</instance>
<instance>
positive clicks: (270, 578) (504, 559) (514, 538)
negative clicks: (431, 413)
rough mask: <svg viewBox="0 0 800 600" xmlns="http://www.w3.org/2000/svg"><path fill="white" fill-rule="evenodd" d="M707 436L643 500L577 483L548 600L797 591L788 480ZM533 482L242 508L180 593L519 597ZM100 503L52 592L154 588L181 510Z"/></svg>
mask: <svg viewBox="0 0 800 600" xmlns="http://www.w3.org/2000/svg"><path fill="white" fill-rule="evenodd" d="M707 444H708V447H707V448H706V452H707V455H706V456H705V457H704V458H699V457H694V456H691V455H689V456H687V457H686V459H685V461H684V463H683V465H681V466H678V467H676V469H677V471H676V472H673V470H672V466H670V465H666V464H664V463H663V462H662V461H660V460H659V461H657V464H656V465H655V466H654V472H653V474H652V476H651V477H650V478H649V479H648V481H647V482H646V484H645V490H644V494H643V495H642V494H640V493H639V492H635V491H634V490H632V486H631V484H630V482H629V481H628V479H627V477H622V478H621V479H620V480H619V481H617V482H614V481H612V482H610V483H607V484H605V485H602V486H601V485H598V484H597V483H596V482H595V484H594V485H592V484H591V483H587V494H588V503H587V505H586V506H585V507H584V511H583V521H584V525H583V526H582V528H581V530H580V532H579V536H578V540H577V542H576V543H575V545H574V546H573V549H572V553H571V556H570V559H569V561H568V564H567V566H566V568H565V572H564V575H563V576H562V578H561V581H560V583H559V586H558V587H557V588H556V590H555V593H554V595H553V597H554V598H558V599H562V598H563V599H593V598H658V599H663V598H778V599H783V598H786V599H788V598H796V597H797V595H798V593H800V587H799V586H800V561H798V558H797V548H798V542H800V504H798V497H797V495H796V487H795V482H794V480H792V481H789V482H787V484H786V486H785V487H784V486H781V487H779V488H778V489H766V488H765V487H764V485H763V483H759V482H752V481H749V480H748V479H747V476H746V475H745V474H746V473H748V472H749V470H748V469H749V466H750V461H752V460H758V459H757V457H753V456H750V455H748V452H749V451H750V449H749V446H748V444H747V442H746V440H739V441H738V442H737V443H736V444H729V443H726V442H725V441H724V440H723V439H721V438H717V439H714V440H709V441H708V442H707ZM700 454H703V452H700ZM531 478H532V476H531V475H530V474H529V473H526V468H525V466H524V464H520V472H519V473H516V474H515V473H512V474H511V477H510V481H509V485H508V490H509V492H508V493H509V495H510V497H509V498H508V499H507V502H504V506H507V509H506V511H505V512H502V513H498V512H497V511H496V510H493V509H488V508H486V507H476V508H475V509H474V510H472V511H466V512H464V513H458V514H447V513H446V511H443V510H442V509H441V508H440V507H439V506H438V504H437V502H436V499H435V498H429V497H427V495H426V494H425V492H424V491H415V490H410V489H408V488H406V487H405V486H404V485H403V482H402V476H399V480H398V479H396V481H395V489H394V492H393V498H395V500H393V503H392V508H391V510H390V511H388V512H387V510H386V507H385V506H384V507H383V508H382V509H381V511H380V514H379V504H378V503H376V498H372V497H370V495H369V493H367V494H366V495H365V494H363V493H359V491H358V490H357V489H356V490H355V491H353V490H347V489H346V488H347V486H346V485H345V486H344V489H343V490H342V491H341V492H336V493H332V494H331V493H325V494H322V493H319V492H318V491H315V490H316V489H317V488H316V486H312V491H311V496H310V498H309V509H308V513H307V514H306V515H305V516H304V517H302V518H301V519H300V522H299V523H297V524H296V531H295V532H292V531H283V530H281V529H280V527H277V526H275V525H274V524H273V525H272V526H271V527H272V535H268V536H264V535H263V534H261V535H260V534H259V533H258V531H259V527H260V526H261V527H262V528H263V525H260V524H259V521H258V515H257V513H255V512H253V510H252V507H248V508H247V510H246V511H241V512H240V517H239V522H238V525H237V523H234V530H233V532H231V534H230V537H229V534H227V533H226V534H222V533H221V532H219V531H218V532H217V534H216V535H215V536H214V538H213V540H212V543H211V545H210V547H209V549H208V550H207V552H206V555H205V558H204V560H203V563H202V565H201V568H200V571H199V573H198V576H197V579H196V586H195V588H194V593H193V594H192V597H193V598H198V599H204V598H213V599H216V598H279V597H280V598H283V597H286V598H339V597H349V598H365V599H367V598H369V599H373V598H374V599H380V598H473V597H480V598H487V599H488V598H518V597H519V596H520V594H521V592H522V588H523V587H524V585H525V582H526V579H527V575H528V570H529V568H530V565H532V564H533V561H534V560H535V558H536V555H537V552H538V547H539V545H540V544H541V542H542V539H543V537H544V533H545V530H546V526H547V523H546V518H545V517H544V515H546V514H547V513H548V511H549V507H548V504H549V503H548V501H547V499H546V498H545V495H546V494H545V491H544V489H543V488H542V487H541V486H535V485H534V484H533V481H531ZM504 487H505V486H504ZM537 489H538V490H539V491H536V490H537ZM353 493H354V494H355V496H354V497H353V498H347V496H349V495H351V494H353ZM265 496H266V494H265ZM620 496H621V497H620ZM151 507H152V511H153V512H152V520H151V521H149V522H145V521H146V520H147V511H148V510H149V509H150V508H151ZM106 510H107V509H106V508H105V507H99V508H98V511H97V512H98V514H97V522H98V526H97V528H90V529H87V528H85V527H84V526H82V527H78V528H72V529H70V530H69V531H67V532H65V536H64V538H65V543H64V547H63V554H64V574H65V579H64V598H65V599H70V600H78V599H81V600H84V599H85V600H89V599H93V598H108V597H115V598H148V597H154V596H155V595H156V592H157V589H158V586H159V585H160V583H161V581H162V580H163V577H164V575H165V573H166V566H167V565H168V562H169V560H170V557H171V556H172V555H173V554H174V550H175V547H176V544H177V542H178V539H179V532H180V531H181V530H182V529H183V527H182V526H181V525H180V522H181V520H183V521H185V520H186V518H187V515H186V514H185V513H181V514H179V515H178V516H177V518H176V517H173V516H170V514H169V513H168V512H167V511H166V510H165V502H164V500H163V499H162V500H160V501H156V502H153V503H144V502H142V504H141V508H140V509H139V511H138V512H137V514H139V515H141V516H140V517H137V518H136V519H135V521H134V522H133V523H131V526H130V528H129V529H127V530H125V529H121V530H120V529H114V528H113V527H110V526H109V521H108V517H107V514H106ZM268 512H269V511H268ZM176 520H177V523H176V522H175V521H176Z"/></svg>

*练习目标*.
把上述数据中的“negative clicks”替换成“negative points”，其余内容保持不变，重新写出全部数据。

*结果如下*.
</instance>
<instance>
positive clicks: (270, 578) (504, 559) (514, 538)
negative points: (431, 413)
rough mask: <svg viewBox="0 0 800 600" xmlns="http://www.w3.org/2000/svg"><path fill="white" fill-rule="evenodd" d="M707 436L643 500L577 483L548 600L797 591L788 480ZM533 482L242 508L180 593L519 597ZM100 503L52 592L154 588L181 510Z"/></svg>
mask: <svg viewBox="0 0 800 600" xmlns="http://www.w3.org/2000/svg"><path fill="white" fill-rule="evenodd" d="M707 444H708V447H707V448H706V452H707V455H706V456H705V457H704V458H699V457H694V456H691V455H689V456H687V457H686V459H685V461H684V463H683V465H681V466H678V467H676V469H677V471H676V472H673V470H672V466H670V465H666V464H664V463H663V462H662V461H660V460H659V461H657V464H656V465H655V466H654V472H653V474H652V476H651V477H650V478H649V479H648V481H647V482H646V484H645V490H644V494H643V495H642V494H640V493H639V492H635V491H634V490H632V486H631V484H630V482H629V481H628V479H627V477H622V478H621V479H620V480H619V481H617V482H614V481H612V482H610V483H607V484H605V485H602V486H601V485H598V484H597V483H596V482H595V484H594V485H592V484H591V483H587V494H588V503H587V505H586V506H585V507H584V511H583V521H584V525H583V526H582V528H581V530H580V532H579V536H578V540H577V542H576V543H575V545H574V546H573V549H572V553H571V556H570V559H569V561H568V564H567V566H566V568H565V572H564V575H563V576H562V578H561V581H560V583H559V586H558V587H557V588H556V590H555V593H554V595H553V597H554V598H558V599H562V598H563V599H593V598H658V599H663V598H778V599H783V598H786V599H788V598H796V597H797V595H798V593H800V587H799V586H800V561H798V558H797V548H798V542H800V504H798V497H797V495H796V487H795V482H794V480H792V481H789V482H787V484H786V486H785V487H784V486H781V487H779V488H778V489H766V488H765V487H764V485H763V483H759V482H752V481H749V480H748V479H747V476H746V475H745V474H746V473H748V472H749V470H748V469H749V466H750V461H752V460H758V459H757V457H753V456H750V455H748V452H749V451H750V449H749V446H748V444H747V442H746V440H739V441H738V442H737V443H736V444H729V443H726V442H725V441H724V440H723V439H721V438H717V439H714V440H709V441H708V442H707ZM700 454H703V452H700ZM531 478H532V476H531V475H530V474H529V473H526V468H525V466H524V464H520V472H519V473H516V474H515V473H512V474H511V477H510V481H509V485H508V490H509V492H508V493H509V495H510V497H509V498H508V499H507V502H504V506H507V509H506V511H505V512H502V513H498V512H497V511H496V510H493V509H488V508H486V507H476V508H475V509H474V510H472V511H466V512H464V513H458V514H447V513H446V511H443V510H442V509H441V508H440V507H439V506H438V504H437V502H436V499H435V498H429V497H427V495H426V494H425V492H424V491H415V490H410V489H408V488H406V487H405V486H404V485H403V482H402V476H399V480H398V479H396V481H395V489H394V492H393V498H395V500H393V503H392V508H391V510H390V511H388V512H387V510H386V507H385V506H384V507H383V508H382V509H381V511H380V514H379V504H378V503H376V498H372V497H370V495H369V493H367V494H366V495H365V494H363V493H359V491H358V490H357V489H356V490H355V491H353V490H347V489H346V488H347V486H346V485H345V486H344V489H343V490H342V491H341V492H336V493H332V494H331V493H325V494H322V493H319V492H318V491H315V490H316V489H317V488H316V486H312V491H311V496H310V498H309V509H308V513H307V514H306V515H305V516H304V517H302V518H301V519H300V522H299V523H297V524H296V531H295V532H292V531H283V530H281V529H280V527H277V526H275V525H274V524H273V525H272V526H271V527H272V535H268V536H264V535H263V534H261V535H260V534H259V533H258V531H259V527H260V526H261V527H262V528H263V525H260V524H259V521H258V515H257V513H255V512H253V510H252V507H248V508H247V510H246V511H241V512H240V517H239V522H238V525H237V523H234V530H233V532H231V534H230V537H229V534H227V533H226V534H222V533H221V532H219V531H218V532H217V534H216V535H215V536H214V538H213V540H212V543H211V545H210V547H209V549H208V550H207V552H206V555H205V558H204V560H203V563H202V565H201V568H200V571H199V573H198V576H197V579H196V586H195V588H194V593H193V594H192V597H193V598H198V599H204V598H213V599H216V598H279V597H280V598H283V597H286V598H339V597H349V598H365V599H367V598H369V599H373V598H374V599H380V598H473V597H480V598H487V599H488V598H518V597H519V596H520V594H521V592H522V588H523V587H524V585H525V582H526V579H527V575H528V570H529V568H530V565H532V564H533V561H534V560H535V558H536V555H537V552H538V547H539V545H540V544H541V542H542V539H543V537H544V533H545V530H546V526H547V523H546V518H545V517H544V515H546V514H547V513H548V511H549V507H548V504H549V503H548V501H547V499H546V498H545V495H546V494H545V491H544V489H543V488H542V487H541V486H535V485H534V484H533V481H531ZM504 487H505V486H504ZM537 489H538V490H539V491H536V490H537ZM353 493H354V494H355V496H354V497H353V498H347V496H349V495H351V494H353ZM265 496H266V494H265ZM620 496H621V497H620ZM151 507H152V511H153V512H152V520H151V521H149V522H145V521H146V520H147V511H148V510H149V509H150V508H151ZM106 510H107V509H106V508H105V507H99V508H98V511H97V512H98V514H97V522H98V526H97V528H90V529H87V528H85V527H84V526H82V527H78V528H72V529H70V530H69V531H67V532H65V536H64V538H65V543H64V547H63V554H64V574H65V579H64V598H65V599H70V600H78V599H81V600H84V599H85V600H89V599H93V598H108V597H115V598H148V597H154V596H155V595H156V592H157V589H158V586H159V585H160V583H161V581H162V580H163V577H164V575H165V573H166V566H167V565H168V562H169V560H170V557H171V556H172V555H173V554H174V550H175V547H176V544H177V542H178V539H179V532H180V531H181V530H182V529H183V527H182V526H181V525H180V522H181V520H183V521H185V520H186V518H187V515H186V514H185V513H181V514H179V515H178V516H177V518H176V517H173V516H170V514H169V513H168V512H167V511H166V510H165V502H164V500H163V499H162V500H160V501H156V502H153V503H144V502H142V504H141V508H140V509H139V511H138V512H137V514H139V515H141V516H140V517H137V518H136V519H135V521H134V522H133V523H131V526H130V528H129V529H127V530H125V529H121V530H120V529H114V528H113V527H110V526H109V521H108V517H107V514H106ZM268 512H269V511H268ZM176 520H177V523H176V522H175V521H176Z"/></svg>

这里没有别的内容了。